Pictures within the data are to be left out; everything else must be reproduced exactly.
Content starts
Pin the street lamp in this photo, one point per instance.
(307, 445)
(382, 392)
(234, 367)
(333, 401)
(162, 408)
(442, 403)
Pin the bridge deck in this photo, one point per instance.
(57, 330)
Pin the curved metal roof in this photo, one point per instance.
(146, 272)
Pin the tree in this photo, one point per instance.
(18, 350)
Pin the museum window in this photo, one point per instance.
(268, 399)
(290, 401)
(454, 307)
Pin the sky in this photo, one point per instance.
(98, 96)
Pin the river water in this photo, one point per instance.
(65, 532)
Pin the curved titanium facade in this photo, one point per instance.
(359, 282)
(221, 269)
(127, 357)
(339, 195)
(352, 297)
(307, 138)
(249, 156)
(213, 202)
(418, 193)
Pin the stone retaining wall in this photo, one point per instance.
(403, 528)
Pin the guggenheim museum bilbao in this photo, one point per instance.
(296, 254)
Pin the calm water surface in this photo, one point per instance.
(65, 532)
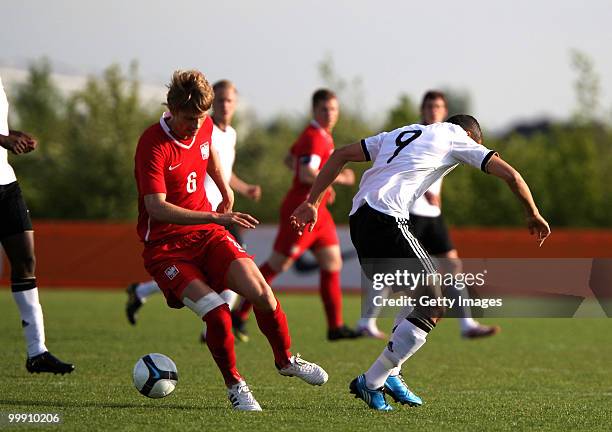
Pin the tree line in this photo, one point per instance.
(83, 167)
Content ends
— Result for this task —
Pin the street lamp in this photo, one point per instance.
(307, 445)
(382, 392)
(234, 367)
(333, 401)
(162, 408)
(442, 403)
Pin the bridge deck in this photo, one point per instance.
(57, 330)
Pin the curved metal roof in this photo, one point per instance.
(146, 272)
Pin the tree in this photo, one point per instance.
(18, 350)
Pin the museum window in this photo, one point per instance.
(268, 399)
(290, 401)
(454, 307)
Pin the sky in this photo, one point per instance.
(98, 96)
Pin the river water in this photo, one point per instance.
(65, 532)
Pin the curved titanium facade in this photo, one point per instance.
(359, 282)
(221, 269)
(127, 357)
(339, 195)
(352, 297)
(307, 138)
(249, 156)
(213, 202)
(418, 193)
Pin the stone retaining wall in this photo, one point per instance.
(403, 528)
Pin the guggenheim museum bilbao in this photo, one point per instance.
(296, 254)
Pin the calm water surface in this photo, one point per instance.
(65, 532)
Pin the tree line in this photo, one point per instance.
(83, 167)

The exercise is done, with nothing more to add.